* **Goal of the exercise**
Count the lines in the material below that contain the string "carving", and reply with only that number.

* **Dataset content**

* Start *

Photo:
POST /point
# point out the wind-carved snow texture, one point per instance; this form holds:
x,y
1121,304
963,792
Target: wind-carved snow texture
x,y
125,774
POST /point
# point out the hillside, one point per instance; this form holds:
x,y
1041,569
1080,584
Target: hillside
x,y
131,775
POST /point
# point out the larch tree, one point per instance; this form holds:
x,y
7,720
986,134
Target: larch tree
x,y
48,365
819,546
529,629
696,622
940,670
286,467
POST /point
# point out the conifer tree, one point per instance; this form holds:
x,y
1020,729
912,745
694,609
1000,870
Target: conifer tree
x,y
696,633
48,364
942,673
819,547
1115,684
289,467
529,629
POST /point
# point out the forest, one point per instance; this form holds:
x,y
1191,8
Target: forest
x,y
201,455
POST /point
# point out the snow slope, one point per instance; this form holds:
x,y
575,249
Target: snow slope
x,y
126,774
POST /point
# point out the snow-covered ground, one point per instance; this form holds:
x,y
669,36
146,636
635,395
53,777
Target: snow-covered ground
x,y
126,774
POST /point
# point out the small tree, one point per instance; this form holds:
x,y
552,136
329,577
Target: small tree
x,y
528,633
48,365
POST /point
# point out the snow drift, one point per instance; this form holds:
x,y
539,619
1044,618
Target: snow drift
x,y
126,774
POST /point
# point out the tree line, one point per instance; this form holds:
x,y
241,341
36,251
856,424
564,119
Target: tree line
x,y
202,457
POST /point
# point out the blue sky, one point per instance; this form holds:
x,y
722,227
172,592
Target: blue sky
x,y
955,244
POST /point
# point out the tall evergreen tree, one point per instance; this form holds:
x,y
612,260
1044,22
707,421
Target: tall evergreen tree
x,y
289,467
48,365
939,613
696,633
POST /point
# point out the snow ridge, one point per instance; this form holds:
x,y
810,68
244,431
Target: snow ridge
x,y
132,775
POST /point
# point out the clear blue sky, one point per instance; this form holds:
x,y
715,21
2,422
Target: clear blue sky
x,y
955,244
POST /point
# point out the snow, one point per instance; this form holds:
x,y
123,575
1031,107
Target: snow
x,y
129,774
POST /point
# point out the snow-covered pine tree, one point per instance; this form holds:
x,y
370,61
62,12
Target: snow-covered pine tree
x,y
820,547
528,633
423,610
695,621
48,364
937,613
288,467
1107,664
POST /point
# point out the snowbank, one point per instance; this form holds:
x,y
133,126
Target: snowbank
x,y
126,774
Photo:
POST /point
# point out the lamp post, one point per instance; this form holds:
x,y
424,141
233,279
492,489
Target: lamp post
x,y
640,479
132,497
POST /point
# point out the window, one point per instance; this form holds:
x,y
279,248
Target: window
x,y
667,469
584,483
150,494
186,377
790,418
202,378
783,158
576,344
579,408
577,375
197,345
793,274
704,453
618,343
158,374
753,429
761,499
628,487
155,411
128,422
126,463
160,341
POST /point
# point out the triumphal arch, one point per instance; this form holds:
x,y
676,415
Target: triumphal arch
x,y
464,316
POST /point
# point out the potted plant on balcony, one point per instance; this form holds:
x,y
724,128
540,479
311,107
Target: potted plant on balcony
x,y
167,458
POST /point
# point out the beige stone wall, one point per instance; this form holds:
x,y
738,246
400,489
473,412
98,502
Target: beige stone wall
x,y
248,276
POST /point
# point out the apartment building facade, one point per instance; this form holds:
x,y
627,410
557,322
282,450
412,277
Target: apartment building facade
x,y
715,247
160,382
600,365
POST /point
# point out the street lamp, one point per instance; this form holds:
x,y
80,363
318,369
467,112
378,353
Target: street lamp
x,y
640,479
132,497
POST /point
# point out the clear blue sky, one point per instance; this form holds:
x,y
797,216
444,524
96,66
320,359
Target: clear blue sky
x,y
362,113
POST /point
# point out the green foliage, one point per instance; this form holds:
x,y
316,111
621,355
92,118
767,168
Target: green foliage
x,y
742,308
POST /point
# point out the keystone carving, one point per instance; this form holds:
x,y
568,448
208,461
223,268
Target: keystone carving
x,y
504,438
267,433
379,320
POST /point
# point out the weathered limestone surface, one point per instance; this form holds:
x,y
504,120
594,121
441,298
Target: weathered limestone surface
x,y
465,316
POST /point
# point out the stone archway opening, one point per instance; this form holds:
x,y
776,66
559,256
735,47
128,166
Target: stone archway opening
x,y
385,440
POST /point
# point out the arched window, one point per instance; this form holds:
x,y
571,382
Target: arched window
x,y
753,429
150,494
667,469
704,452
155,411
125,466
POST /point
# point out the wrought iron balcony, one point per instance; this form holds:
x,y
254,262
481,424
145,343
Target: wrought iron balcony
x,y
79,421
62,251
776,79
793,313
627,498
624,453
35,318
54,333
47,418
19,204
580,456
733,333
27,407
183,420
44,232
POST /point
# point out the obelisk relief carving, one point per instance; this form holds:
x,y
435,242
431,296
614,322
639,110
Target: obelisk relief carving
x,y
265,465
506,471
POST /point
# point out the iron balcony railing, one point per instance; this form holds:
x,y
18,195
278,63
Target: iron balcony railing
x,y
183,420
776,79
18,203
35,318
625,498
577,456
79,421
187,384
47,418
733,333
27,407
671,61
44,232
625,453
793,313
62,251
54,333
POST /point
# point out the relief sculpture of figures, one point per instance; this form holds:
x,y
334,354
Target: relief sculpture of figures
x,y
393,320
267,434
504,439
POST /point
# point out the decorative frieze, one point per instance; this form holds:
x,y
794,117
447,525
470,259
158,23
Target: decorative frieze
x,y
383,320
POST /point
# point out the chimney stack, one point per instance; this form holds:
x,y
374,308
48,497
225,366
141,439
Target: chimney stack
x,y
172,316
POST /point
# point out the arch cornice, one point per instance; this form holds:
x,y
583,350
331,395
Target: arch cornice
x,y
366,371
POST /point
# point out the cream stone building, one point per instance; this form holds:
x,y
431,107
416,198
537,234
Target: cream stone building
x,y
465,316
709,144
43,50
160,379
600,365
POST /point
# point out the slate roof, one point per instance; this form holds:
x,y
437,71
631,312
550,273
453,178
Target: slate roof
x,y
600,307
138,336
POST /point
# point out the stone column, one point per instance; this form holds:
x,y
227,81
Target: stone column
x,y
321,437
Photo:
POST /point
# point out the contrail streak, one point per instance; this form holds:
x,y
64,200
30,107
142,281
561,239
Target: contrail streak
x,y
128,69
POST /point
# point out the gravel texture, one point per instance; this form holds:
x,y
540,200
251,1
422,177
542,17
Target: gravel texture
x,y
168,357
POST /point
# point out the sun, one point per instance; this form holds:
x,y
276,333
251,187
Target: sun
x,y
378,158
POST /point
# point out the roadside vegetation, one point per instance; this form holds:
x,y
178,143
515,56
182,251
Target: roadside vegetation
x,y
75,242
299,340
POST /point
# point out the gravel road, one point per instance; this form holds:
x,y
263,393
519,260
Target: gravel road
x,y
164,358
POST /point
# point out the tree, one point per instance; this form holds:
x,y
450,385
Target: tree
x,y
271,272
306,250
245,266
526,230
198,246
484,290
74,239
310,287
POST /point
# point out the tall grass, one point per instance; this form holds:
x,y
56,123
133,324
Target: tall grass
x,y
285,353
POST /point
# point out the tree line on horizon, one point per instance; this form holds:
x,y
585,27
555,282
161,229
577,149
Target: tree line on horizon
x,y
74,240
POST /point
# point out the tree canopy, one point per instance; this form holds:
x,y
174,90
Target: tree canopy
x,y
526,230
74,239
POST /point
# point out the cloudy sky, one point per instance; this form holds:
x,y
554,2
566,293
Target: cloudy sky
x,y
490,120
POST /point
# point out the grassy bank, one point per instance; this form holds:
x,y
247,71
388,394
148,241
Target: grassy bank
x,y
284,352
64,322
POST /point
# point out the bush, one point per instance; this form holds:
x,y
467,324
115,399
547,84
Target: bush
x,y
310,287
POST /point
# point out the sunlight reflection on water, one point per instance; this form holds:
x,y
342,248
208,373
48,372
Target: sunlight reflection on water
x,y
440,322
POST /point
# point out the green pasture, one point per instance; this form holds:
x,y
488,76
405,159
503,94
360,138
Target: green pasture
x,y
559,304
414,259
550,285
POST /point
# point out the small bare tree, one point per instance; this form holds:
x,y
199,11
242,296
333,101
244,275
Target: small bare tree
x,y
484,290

* End *

* **Written response**
4